━━━━━ Extrait fourni ━━━━━

Loin des chaussettes et des collants de la Manufacture Perrin de Montceau-les-Mines, Constance Nicaise a grandi à Angers. Elle débute son parcours à l’école d’ingénieur des nouvelles technologies ESEO, et se destine alors au métier d’ingénieur biomédical. « Je me suis rendue compte que j’appréciais la dimension généraliste et l’esprit ingénieur mais je n’ai pas aimé le côté informatique et électronique. »
Ses parents finançant ses études, elle décide tout de même d’aller au bout du cursus, consciente que la formation lui servirait, notamment sur la gestion de projet. Après deux ans de prépa et deux ans à l’ESEO, elle bifurque toutefois vers une école de commerce pendant un an. « J’y ai appris le marketing et la gestion d’entreprise » précise la trentenaire. Elle bouclera son parcours en finissant l’école d’ingénieur entamée et sortira avec un double diplôme en 2011.
Sa première expérience professionnelle d’envergure se déroule dans le service marketing d’Yves Rocher. Après neuf mois dans l’entreprise, elle reprend des études en alternance. « J’étais attirée par le marketing mais je sentais que mes objectifs professionnels me demandaient plus de connaissances dans ce domaine. »
Elle passe donc un an et demi entre une business school à Paris, une entreprise de cosmétique avant de travailler pour les laboratoires Johnson & Johnson. « J’ai appris toutes les bases de la gestion de l’urgence, l’organisation, résoudre les problèmes, prioriser… »

━━━━━ Données fournies ━━━━━

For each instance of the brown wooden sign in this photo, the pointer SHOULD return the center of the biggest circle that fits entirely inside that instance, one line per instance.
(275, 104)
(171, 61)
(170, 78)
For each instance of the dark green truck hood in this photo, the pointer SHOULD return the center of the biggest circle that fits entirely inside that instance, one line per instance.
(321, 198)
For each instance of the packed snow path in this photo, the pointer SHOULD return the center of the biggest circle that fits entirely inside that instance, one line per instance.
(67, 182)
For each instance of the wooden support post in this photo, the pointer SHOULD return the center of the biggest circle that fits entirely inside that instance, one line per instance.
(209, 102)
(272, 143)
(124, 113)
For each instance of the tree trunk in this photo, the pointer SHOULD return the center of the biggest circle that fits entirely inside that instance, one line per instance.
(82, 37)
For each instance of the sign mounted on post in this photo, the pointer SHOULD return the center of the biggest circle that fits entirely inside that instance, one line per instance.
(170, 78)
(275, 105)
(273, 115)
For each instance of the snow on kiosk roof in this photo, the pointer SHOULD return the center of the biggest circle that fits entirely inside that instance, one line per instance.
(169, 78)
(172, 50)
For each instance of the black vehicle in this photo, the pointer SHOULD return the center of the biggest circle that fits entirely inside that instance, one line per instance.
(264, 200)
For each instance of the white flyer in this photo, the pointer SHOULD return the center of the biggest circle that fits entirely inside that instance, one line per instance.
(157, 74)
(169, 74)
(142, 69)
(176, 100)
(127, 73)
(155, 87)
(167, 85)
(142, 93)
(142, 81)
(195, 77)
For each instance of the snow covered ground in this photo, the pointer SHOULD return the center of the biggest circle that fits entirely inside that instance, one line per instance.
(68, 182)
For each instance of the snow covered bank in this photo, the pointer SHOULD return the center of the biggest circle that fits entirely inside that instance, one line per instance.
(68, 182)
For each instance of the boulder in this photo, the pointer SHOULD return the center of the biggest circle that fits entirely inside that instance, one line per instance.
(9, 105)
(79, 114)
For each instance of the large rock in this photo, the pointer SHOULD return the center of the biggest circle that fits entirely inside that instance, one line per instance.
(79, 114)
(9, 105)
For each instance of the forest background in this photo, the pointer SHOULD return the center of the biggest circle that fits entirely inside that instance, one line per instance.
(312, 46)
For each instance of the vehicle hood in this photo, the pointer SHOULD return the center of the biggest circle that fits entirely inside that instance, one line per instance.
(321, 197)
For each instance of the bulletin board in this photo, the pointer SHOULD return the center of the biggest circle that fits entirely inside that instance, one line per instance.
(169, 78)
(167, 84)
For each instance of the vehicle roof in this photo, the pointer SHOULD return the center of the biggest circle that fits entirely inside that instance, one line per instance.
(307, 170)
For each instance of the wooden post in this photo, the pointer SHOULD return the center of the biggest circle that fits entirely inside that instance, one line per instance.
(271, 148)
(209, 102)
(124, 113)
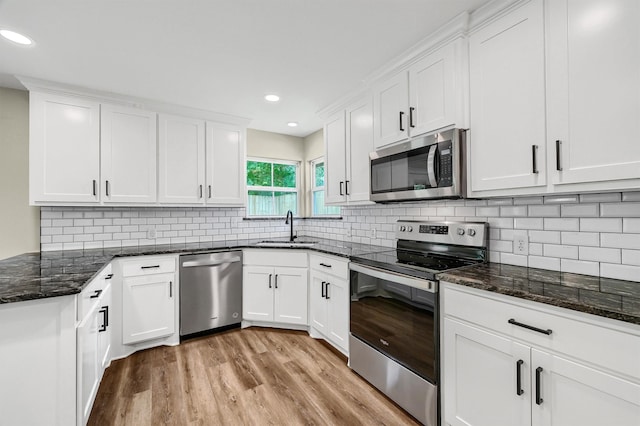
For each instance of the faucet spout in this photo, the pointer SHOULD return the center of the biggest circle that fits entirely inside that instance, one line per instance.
(286, 222)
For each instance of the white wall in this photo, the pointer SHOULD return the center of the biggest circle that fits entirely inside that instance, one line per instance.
(19, 223)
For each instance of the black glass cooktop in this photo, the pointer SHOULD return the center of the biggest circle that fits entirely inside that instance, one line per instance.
(415, 263)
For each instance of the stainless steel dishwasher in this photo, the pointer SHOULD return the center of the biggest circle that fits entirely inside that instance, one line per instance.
(210, 291)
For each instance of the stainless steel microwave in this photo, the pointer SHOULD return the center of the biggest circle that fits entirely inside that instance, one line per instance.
(429, 167)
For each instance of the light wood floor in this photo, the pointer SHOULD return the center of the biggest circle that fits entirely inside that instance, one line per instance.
(253, 376)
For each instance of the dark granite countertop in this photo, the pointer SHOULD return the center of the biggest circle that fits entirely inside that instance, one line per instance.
(58, 273)
(604, 297)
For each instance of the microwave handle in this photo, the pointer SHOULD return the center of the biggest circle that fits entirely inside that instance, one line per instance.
(431, 166)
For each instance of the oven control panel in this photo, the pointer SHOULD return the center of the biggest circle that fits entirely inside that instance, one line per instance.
(460, 233)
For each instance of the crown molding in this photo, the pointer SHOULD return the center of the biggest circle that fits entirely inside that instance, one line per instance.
(38, 85)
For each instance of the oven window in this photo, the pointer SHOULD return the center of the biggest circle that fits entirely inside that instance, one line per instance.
(397, 320)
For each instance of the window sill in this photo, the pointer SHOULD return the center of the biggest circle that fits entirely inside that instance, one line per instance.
(295, 218)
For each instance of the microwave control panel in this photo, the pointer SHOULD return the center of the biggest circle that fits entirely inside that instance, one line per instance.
(445, 165)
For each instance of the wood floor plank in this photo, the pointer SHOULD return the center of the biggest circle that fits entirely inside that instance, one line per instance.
(254, 376)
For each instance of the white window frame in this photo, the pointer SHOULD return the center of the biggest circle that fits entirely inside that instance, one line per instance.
(274, 188)
(315, 188)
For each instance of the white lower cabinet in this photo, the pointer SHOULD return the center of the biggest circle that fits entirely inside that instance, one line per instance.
(498, 373)
(329, 300)
(93, 341)
(272, 291)
(149, 293)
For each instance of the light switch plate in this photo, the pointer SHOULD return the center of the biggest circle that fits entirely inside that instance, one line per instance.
(520, 243)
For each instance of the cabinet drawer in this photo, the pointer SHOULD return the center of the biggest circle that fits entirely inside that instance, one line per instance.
(330, 265)
(600, 341)
(148, 265)
(294, 258)
(92, 293)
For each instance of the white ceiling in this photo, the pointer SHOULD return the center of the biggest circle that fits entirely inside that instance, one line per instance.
(219, 55)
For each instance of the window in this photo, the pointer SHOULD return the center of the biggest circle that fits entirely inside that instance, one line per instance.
(317, 191)
(272, 187)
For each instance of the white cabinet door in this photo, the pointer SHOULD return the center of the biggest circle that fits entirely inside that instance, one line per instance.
(90, 366)
(104, 329)
(480, 378)
(225, 165)
(390, 110)
(128, 155)
(574, 394)
(290, 295)
(334, 143)
(148, 308)
(181, 160)
(318, 303)
(64, 149)
(507, 99)
(594, 91)
(359, 143)
(257, 293)
(337, 294)
(432, 95)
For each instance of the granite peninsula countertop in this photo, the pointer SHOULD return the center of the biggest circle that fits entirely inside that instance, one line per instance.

━━━━━

### Exercice court A
Recopiez l'extrait sur le parcours de Constance Nicaise entre « Ses parents finançant » et « diplôme en 2011. », bornes incluses.
### Exercice court B
Donnez la suite de l'extrait sur le parcours de Constance Nicaise, en reprenant après sa dernière phrase.
Les lignes forment un matériau à part, indépendant de l'extrait.

### Réponse rédigée A
Ses parents finançant ses études, elle décide tout de même d’aller au bout du cursus, consciente que la formation lui servirait, notamment sur la gestion de projet. Après deux ans de prépa et deux ans à l’ESEO, elle bifurque toutefois vers une école de commerce pendant un an. « J’y ai appris le marketing et la gestion d’entreprise » précise la trentenaire. Elle bouclera son parcours en finissant l’école d’ingénieur entamée et sortira avec un double diplôme en 2011.

### Réponse rédigée B
Bien que l’expérience lui semble enrichissante, Constance Nicaise s’interroge sur la voie qu’elle est en train d’emprunter. « Je ne me voyais pas dans une grande multinationale. Je voulais une entreprise avec des valeurs, plutôt une PME. »
Elle adresse des CV dans toutes les directions avec l’envie d’aller sur le terrain comme commerciale. Trop diplômée ou trop peu expérimentée dans le domaine, ses démarches restent vaines. « Je voulais me lever le matin, j’étais prête à aller sur les marchés si nécessaire. »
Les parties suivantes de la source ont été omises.